> [TASK DESCRIPTION]:
Each entry below is to be written out exactly, and the pictures are to be left out.

═══ EXTRACTED INFORMATION ═══

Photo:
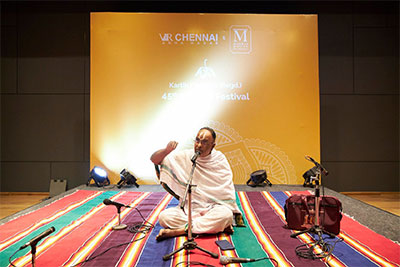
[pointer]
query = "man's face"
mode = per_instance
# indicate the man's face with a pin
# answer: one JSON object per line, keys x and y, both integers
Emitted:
{"x": 204, "y": 142}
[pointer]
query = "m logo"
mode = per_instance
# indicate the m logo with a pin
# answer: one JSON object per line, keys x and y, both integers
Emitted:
{"x": 167, "y": 37}
{"x": 240, "y": 39}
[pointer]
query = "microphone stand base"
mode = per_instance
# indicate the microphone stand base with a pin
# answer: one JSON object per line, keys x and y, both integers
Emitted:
{"x": 189, "y": 245}
{"x": 119, "y": 227}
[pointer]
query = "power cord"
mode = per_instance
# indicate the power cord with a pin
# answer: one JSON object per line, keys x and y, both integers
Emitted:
{"x": 306, "y": 250}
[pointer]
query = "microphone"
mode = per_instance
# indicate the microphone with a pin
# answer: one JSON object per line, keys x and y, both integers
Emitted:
{"x": 318, "y": 165}
{"x": 36, "y": 239}
{"x": 118, "y": 205}
{"x": 226, "y": 260}
{"x": 195, "y": 156}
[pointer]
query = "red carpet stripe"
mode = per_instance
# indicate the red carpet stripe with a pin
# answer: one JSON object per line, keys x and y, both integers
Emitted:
{"x": 228, "y": 253}
{"x": 135, "y": 249}
{"x": 364, "y": 237}
{"x": 88, "y": 247}
{"x": 181, "y": 256}
{"x": 263, "y": 238}
{"x": 61, "y": 211}
{"x": 206, "y": 242}
{"x": 305, "y": 238}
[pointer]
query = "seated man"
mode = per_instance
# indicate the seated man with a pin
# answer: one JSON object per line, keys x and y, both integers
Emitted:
{"x": 213, "y": 196}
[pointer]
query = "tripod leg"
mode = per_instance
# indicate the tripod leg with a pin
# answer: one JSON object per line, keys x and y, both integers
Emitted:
{"x": 311, "y": 230}
{"x": 167, "y": 256}
{"x": 329, "y": 233}
{"x": 214, "y": 255}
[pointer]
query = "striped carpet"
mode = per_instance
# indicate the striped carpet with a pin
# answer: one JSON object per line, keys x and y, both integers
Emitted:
{"x": 84, "y": 236}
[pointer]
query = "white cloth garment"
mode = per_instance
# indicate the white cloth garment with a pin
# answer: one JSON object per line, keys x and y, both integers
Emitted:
{"x": 213, "y": 193}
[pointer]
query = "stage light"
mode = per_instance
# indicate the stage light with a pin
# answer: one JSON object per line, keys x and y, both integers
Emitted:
{"x": 99, "y": 176}
{"x": 310, "y": 176}
{"x": 127, "y": 178}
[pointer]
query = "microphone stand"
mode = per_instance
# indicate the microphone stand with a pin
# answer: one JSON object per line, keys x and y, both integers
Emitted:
{"x": 33, "y": 252}
{"x": 307, "y": 250}
{"x": 190, "y": 244}
{"x": 119, "y": 226}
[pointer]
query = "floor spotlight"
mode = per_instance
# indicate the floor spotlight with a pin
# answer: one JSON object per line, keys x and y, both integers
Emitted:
{"x": 99, "y": 176}
{"x": 127, "y": 178}
{"x": 310, "y": 176}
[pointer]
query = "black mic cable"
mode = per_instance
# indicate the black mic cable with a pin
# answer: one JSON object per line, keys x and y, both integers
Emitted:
{"x": 224, "y": 260}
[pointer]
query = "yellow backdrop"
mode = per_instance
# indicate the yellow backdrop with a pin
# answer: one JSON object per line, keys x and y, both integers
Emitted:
{"x": 161, "y": 77}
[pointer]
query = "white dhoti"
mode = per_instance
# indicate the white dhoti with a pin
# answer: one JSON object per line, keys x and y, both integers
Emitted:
{"x": 213, "y": 193}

═══

> [RESPONSE FOR THIS EXERCISE]:
Photo:
[pointer]
query = "man's face"
mode = per_instance
# indicate the man's face with a pin
# answer: one JSON object per line, keys x and y, both integers
Emitted:
{"x": 204, "y": 142}
[pointer]
query = "m logo"
mode = per_instance
# indicate the m logo with a pin
# answer: one JSON object per line, keys x and y, both integers
Emitted:
{"x": 167, "y": 37}
{"x": 240, "y": 39}
[pointer]
query = "microphone stand base"
mode = per_instance
# indicate the microphone stand base with a pin
# answer: one JSON object per line, keys x and y, both integers
Emitted:
{"x": 189, "y": 245}
{"x": 119, "y": 227}
[pointer]
query = "power cord"
mode = per_instance
# indicate the power cord with a pin
# answer: one JSON object per line, keys x and y, both integers
Emitted:
{"x": 306, "y": 250}
[pointer]
query = "microphone"
mode = per_instance
# indicate the microphone with a pin
# answer: one JSON object per line, keys x and y, both integers
Emitted:
{"x": 318, "y": 165}
{"x": 36, "y": 239}
{"x": 118, "y": 205}
{"x": 226, "y": 260}
{"x": 195, "y": 156}
[pointer]
query = "red carpet stripe"
mode = per_instance
# indicate the red carpet stripe with a pin
# answer: one JSON object per line, keys x and y, both integers
Emitted:
{"x": 228, "y": 253}
{"x": 135, "y": 249}
{"x": 364, "y": 237}
{"x": 88, "y": 247}
{"x": 181, "y": 256}
{"x": 263, "y": 238}
{"x": 61, "y": 211}
{"x": 206, "y": 242}
{"x": 305, "y": 238}
[pointer]
query = "seated man"
mode = per_instance
# indicate the seated man with a pin
# answer: one JSON object per line, keys x and y, both integers
Emitted:
{"x": 213, "y": 196}
[pointer]
query = "tripod leg"
mode = per_instance
# indicate the tripod leg with a pin
# answer: one JSON object per line, keys x and y, both integers
Emitted:
{"x": 311, "y": 230}
{"x": 167, "y": 256}
{"x": 329, "y": 233}
{"x": 214, "y": 255}
[pointer]
query = "striped carpet"
mode = per_instance
# indicate the striped carpet with a pin
# answer: one JSON object per line, keys x and y, both integers
Emitted:
{"x": 84, "y": 236}
[pointer]
query = "white cloth garment"
mode = per_instance
# indicate the white cloth garment with a pin
# answer: one JSON object per line, keys x and y, both integers
Emitted:
{"x": 213, "y": 193}
[pointer]
query = "stage light"
mode = per_instance
# indicate the stage light with a pin
# answer: one JSON object per line, keys x and y, both integers
Emitted:
{"x": 99, "y": 176}
{"x": 310, "y": 176}
{"x": 127, "y": 178}
[pointer]
query = "microphone stand"
mode = per_instance
# indicate the microphone stand with a pin
# answer: one JSON object per line, keys x and y, both integers
Emitted:
{"x": 33, "y": 252}
{"x": 307, "y": 250}
{"x": 190, "y": 244}
{"x": 119, "y": 226}
[pointer]
query = "floor spotlight"
mode = per_instance
# indicate the floor spotlight with a pin
# answer: one JSON object per line, keys x and y, both integers
Emitted:
{"x": 99, "y": 176}
{"x": 127, "y": 178}
{"x": 310, "y": 176}
[pointer]
query = "black mic cable"
mode = per_instance
# indicate the black mic cable with a pin
# answer: one JSON object per line, keys x and y, both integers
Emitted:
{"x": 224, "y": 260}
[pointer]
query = "yellow backdrop"
mode = per_instance
# indicate the yellow backdrop with a pin
# answer: one JSON object per line, keys x and y, both integers
Emitted:
{"x": 161, "y": 77}
[pointer]
query = "white dhoti"
mode = per_instance
# indicate the white dhoti with a pin
# answer: one JSON object per line, keys x and y, both integers
Emitted:
{"x": 213, "y": 193}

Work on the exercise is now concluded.